Start of Reading text
McDowell starts by acknowledging the lack of readership in poetry, causing in writers a “self-esteem that has disintegrated,” feelings of being inferior and useless (I'm thinking white male angst here) and he does then invokes Yeats, Eliot and Ezra Pound. But then he counters that he's not so sympathetic with that view and proposes ways to broaden the audience beyond the academy, writing students, and eccentrics who read poetry. His potential audience aims at everyone else who is watching TV (video games weren’t even a thing yet—how quaint).

He also proposes:

  • Writing about more broad social concerns to the community and being less self-obsessed or writing beyond your “private zones of interest” based on our your educational specializations. He says, “Unfortunately, most contemporary poets spend too little time considering their situations and responsibilities in the world to contribute much to a community.” Snap. “Too many poets have erected insulated lifestyles, frequently aided in their architecture by the university.” [I agree with this. Sometimes I'm very thankful I've been able to work broadly in the community.] “Rather than stimulate audience by grappling with the art as it evolves, too many poets prefer to remain silent, fearing controversy that may endanger the invitation they hope to receive to the conference, the reading they are counting on at the university.” Some people are starting to speaking out about this. “Often it seems that poets spend more time on rituals of petty courtship than on writing and analyzing poetry.” He also criticizes the tenure system which encourages poets to “succumb to this system, lobbying for more and more release time and sleepwalking through their classes.”
  • Stop “smirking over [the] shared assumption that widely consumed poetry must be bad poetry.” He invokes Rod McKuen but I’ve often been surrounded by circles of smirk on the topic of Billy Collins. Everyone has their own process and program. Why be so judgey. 
  • While admitting that publishing poetry is a “marginal enterprise,” he pressures publishers to be more “imaginative and flexible.” Considering the slim margins big publishers already face and the poor wages workerbees there receive, I’m thinking this is not likely to happen. But a lack of understanding about younger audiences is a big problem for many small and larger poetry presses, which are usually run by well-meaning but older folks who don't understand how younger people use new media and how to reach them. 
  • Understand publishing, distribution and marketing challenges, which is a great idea. If poets were made to self publish, they’d soon appreciate the worth of both small and big presses.
End of Reading text
Start of Records provided
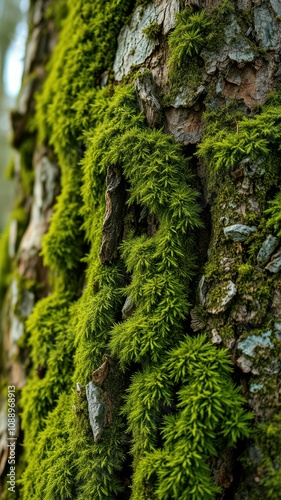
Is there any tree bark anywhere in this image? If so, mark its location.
[1,0,281,500]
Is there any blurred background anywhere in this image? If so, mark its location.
[0,0,29,235]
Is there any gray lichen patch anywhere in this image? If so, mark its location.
[266,250,281,274]
[257,234,279,263]
[254,0,280,49]
[206,281,237,314]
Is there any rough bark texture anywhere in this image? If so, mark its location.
[0,0,281,500]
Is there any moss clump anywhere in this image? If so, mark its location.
[19,0,252,500]
[142,23,162,40]
[254,415,281,500]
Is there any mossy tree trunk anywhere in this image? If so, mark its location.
[1,0,281,500]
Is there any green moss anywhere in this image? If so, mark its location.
[46,0,68,30]
[19,0,252,500]
[125,336,251,500]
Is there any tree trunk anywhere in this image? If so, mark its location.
[1,0,281,500]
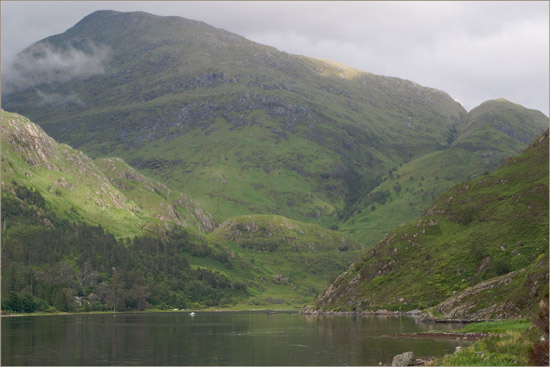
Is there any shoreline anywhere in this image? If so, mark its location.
[0,308,300,318]
[300,309,507,324]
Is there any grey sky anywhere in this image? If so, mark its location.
[1,1,550,115]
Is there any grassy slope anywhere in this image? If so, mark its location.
[1,111,213,237]
[1,111,359,309]
[314,129,548,315]
[340,99,548,246]
[3,12,465,226]
[207,215,360,309]
[432,320,540,366]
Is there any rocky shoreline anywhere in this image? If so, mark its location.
[300,309,499,324]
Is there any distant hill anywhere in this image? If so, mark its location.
[2,11,466,230]
[312,130,549,319]
[340,99,548,245]
[1,111,214,236]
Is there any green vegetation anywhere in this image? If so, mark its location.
[460,320,532,333]
[1,111,214,237]
[313,133,548,319]
[434,320,548,366]
[1,112,360,313]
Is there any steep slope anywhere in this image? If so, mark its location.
[340,99,548,245]
[313,130,549,318]
[3,11,466,226]
[0,111,359,312]
[1,111,214,237]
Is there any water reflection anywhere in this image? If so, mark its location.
[2,312,472,365]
End of Records provided
→ **What to work on**
**A)** In the commentary on McDowell, which poet does the writer say has often drawn smirks in the circles around them?
**B)** List every poet that the commentary on McDowell says McDowell invokes.
**C)** Translate this sentence from the commentary on McDowell into Spanish: "Everyone has their own process and program."
The dataset excerpt is separate material and has no connection to the commentary on McDowell.

→ **The answers**
**A)** Billy Collins

**B)** Yeats, Eliot, Ezra Pound, Rod McKuen

**C)** Cada quien tiene su propio proceso y programa.